### TASK TO CARRY OUT:
What is needed is an exact repeat of the lines from the line containing "Task: annotate every instance of the stadium" through the final line of the entries below, and nothing else.

Lines of data:
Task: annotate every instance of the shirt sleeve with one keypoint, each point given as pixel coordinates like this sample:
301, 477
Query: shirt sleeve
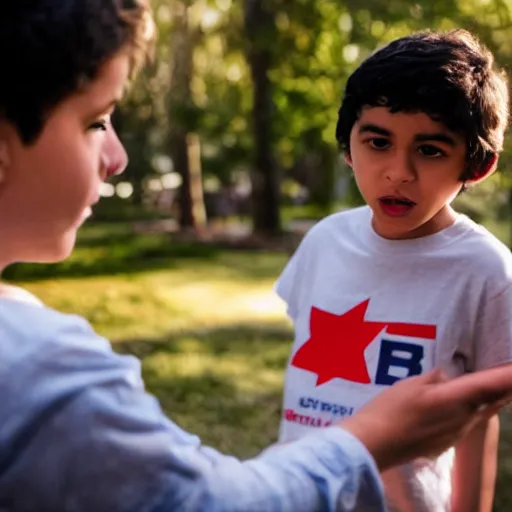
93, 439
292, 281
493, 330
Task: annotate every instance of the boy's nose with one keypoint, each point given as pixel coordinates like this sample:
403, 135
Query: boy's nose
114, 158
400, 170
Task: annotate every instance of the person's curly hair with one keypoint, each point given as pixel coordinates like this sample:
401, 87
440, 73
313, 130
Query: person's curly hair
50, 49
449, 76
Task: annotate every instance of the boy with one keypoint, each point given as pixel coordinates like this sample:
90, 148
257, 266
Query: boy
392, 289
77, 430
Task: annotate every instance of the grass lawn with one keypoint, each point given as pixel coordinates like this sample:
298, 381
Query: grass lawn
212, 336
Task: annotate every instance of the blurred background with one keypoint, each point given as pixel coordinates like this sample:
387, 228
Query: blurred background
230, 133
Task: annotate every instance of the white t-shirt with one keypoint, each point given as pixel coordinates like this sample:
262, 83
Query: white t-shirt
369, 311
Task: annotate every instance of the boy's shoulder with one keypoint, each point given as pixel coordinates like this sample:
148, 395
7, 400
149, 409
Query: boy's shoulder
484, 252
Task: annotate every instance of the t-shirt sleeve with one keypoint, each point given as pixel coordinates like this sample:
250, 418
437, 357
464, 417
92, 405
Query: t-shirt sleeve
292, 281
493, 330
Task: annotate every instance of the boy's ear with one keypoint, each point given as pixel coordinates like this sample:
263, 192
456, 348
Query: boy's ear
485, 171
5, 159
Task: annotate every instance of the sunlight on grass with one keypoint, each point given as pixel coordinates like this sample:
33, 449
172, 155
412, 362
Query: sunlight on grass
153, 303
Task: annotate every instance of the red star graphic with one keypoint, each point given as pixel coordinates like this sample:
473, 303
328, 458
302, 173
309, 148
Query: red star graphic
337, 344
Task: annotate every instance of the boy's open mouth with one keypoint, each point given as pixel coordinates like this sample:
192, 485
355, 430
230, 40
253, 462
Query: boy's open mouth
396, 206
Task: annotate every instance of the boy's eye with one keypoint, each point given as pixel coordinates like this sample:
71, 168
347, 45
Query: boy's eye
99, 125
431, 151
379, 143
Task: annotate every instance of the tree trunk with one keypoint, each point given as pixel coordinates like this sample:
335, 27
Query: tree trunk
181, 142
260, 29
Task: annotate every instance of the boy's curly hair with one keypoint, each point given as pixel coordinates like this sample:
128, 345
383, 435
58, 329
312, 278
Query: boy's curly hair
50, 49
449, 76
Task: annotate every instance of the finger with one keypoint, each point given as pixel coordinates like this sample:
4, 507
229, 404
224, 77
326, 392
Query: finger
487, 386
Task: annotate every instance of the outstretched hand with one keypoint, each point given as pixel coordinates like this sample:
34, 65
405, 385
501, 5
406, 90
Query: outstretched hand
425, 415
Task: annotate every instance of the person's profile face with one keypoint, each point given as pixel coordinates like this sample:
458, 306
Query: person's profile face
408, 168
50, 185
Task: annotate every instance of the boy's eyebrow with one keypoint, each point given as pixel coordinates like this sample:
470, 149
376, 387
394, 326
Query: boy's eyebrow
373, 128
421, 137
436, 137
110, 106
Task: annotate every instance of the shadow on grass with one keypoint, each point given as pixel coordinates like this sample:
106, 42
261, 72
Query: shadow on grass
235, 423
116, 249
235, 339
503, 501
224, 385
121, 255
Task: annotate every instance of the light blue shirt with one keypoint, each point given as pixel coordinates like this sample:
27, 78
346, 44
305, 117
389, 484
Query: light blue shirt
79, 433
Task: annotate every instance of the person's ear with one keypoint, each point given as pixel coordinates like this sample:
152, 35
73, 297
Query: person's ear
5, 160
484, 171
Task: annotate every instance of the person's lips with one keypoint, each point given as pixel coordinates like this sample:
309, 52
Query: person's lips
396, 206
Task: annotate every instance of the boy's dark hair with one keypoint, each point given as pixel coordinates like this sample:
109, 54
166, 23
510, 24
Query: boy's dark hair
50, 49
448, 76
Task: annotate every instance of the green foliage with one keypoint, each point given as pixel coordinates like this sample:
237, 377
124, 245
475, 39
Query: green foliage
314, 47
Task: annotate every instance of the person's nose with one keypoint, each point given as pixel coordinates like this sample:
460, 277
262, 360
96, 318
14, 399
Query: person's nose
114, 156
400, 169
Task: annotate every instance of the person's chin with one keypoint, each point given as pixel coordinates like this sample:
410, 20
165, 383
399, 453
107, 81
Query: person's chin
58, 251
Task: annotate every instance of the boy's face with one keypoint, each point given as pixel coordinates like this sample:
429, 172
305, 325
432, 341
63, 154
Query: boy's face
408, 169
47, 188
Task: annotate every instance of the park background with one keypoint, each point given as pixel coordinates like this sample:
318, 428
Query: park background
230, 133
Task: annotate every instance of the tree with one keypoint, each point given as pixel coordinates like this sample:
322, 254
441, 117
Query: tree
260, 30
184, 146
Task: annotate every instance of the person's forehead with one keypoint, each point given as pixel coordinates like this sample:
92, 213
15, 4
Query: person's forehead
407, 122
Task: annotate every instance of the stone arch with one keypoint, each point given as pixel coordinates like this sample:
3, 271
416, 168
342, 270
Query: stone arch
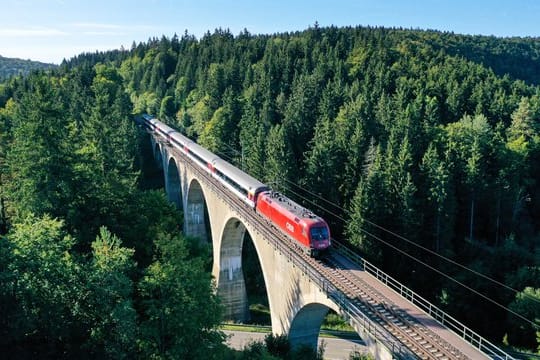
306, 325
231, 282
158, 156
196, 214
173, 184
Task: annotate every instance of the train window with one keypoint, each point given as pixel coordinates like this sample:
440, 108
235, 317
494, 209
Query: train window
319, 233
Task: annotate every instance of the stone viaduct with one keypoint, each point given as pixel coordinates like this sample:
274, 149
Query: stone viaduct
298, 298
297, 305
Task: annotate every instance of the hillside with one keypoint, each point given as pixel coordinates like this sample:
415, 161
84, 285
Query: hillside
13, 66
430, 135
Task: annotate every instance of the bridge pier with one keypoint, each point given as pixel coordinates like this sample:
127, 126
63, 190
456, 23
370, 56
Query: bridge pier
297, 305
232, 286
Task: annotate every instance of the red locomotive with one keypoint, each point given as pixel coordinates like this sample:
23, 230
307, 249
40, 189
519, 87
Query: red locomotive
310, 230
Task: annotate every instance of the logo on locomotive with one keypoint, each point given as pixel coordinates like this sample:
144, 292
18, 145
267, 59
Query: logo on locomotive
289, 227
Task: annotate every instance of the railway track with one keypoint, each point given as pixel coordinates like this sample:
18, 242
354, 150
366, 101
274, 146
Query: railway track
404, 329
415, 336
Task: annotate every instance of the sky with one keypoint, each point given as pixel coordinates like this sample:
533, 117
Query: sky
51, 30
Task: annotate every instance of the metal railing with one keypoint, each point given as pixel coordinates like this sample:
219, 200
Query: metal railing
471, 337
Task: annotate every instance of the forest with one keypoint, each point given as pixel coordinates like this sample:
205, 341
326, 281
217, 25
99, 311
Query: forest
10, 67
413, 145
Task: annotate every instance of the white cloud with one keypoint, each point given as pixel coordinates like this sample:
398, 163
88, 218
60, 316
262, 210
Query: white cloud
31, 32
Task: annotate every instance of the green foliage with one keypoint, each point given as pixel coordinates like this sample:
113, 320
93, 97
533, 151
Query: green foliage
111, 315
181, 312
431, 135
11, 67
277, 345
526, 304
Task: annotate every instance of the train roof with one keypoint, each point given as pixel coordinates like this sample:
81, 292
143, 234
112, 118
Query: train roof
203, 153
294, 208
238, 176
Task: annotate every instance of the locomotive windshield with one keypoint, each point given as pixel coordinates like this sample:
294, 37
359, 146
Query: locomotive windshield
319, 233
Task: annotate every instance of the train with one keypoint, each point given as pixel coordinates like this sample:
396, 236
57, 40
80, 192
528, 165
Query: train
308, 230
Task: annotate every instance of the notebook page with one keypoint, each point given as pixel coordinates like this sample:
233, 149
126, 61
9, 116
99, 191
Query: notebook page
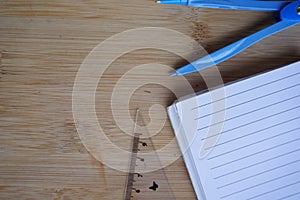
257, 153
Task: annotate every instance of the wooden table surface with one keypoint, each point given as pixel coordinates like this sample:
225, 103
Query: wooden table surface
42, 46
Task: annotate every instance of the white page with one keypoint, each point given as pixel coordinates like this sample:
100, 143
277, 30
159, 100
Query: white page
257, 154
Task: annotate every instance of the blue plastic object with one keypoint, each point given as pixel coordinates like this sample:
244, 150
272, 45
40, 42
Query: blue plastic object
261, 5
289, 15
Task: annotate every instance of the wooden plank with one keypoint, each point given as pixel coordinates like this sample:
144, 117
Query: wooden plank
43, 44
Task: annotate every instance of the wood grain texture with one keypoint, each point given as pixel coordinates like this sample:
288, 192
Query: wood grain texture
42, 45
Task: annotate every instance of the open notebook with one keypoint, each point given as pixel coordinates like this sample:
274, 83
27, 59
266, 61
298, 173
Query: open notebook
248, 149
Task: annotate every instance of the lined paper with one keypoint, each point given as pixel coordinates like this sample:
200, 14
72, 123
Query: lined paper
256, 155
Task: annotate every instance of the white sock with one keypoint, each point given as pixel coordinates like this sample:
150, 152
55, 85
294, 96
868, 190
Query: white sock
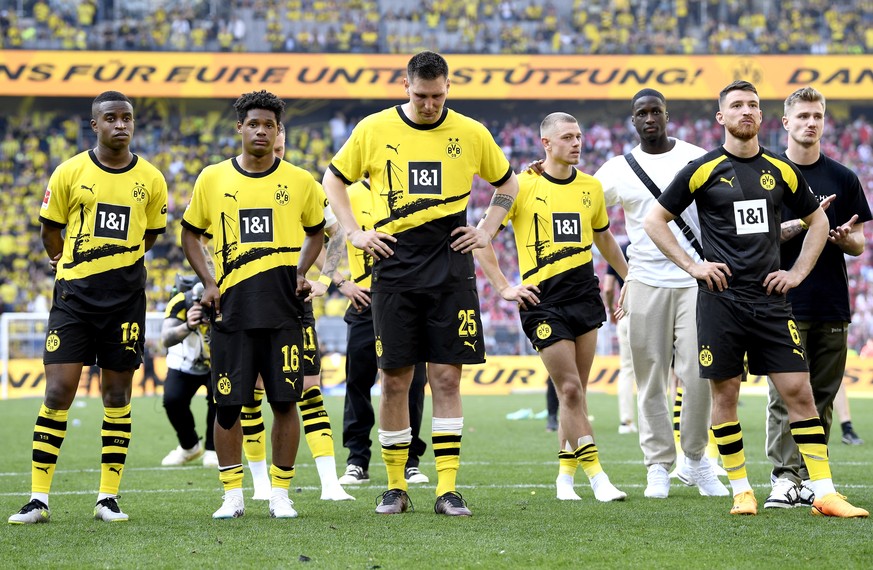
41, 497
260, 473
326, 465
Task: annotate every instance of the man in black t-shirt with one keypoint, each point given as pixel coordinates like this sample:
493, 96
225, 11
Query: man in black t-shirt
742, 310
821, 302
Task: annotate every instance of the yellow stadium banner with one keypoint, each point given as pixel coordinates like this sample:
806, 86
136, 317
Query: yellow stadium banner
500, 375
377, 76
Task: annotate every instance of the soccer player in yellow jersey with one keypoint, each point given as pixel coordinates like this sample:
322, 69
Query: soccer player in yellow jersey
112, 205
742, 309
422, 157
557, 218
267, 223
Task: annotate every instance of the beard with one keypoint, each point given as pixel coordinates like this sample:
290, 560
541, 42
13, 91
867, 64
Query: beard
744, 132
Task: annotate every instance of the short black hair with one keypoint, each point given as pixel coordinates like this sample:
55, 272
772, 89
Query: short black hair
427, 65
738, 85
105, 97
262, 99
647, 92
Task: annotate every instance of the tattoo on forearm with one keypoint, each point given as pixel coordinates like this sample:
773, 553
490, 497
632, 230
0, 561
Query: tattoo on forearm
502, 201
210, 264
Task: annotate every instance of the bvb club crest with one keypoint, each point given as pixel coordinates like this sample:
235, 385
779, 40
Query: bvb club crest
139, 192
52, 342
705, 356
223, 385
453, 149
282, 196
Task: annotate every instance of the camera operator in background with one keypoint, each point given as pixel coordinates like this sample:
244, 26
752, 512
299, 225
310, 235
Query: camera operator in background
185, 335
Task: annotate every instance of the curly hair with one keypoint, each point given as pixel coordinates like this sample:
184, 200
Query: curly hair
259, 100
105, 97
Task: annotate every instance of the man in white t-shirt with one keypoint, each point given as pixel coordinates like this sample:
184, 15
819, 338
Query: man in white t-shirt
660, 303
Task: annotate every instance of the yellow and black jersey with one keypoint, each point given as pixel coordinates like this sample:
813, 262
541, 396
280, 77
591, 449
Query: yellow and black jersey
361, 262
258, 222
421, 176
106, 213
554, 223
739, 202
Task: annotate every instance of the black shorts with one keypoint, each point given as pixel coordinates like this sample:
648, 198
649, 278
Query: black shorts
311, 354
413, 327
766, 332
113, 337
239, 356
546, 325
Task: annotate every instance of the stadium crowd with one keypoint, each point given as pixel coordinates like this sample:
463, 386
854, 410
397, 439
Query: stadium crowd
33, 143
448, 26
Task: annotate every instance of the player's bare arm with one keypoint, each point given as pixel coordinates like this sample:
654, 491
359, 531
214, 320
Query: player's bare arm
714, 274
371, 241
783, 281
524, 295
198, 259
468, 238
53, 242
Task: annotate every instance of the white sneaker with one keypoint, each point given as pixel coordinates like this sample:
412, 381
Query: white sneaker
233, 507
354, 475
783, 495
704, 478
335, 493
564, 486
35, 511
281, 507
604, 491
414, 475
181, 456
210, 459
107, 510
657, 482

### COMPLETED TASK:
Task: annotate every instance of the stadium crowd with one keypoint, each point given as pixel coordinates like this sample:
463, 386
854, 410
397, 439
Query: stadium crowd
33, 143
448, 26
Task: annotate every instance of the player's bare arm with one keypoint, each point given as pixel coordinates like this sample:
654, 491
359, 531
214, 320
Query: player's bare arm
714, 274
371, 241
783, 281
524, 295
198, 259
468, 238
53, 242
Task: annotate every instance of the white sneaker with one keypoint, each point given as pixel coordinates like this sample:
412, 381
Query: white sneaker
233, 507
354, 475
783, 495
704, 478
335, 493
564, 486
35, 511
281, 507
604, 491
414, 475
181, 456
210, 459
107, 510
657, 482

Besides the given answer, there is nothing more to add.